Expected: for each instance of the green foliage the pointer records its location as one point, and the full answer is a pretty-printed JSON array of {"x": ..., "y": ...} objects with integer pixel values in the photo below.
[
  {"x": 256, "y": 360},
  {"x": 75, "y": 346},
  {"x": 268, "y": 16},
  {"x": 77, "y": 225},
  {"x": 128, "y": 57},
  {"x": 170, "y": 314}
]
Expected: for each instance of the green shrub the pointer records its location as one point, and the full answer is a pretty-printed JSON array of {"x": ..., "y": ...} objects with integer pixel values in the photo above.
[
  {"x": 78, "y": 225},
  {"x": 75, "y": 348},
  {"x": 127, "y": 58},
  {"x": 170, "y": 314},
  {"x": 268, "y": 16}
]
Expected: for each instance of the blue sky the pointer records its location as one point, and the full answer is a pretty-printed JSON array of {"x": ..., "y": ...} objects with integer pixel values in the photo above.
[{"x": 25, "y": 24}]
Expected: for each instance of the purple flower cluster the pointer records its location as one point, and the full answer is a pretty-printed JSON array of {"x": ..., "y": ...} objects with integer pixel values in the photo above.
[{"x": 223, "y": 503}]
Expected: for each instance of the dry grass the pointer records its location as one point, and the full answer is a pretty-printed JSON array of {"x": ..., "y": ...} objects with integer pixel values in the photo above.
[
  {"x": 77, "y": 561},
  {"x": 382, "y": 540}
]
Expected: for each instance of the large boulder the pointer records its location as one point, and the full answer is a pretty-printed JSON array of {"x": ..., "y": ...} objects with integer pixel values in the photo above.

* Task objective *
Rewrite the rows from the line containing "Expected: for each instance of the blue" through the last row, inclusive, leaving the requests unchanged and scaling every x and y coordinate in the answers by 0.3, rounded to the nearest whole number with halves going up. Output only those lines.

* Result *
Expected: for each instance of the blue sky the pointer records its location as one point, and the full answer is a pretty-printed JSON array of {"x": ..., "y": ...} objects with integer pixel values in the photo above.
[{"x": 8, "y": 7}]
Expected: for each instance of the purple flower cluster the pointer records its location as one point, and the full answer is a pretty-printed JSON array of {"x": ..., "y": ...} objects with integer pixel values in the photo above.
[{"x": 67, "y": 151}]
Expected: for each instance of the dry grass the pointer records its location as one point, and the full answer is a pretty-printed JSON array of {"x": ..., "y": ...} objects with integer pixel values in the photo above.
[
  {"x": 23, "y": 168},
  {"x": 115, "y": 162}
]
Expected: for each instance of the large boulder the pointer records its location as one point, and the full answer is a pretty-printed JSON array of {"x": ..., "y": ...} objects with integer pixel values in the photo above.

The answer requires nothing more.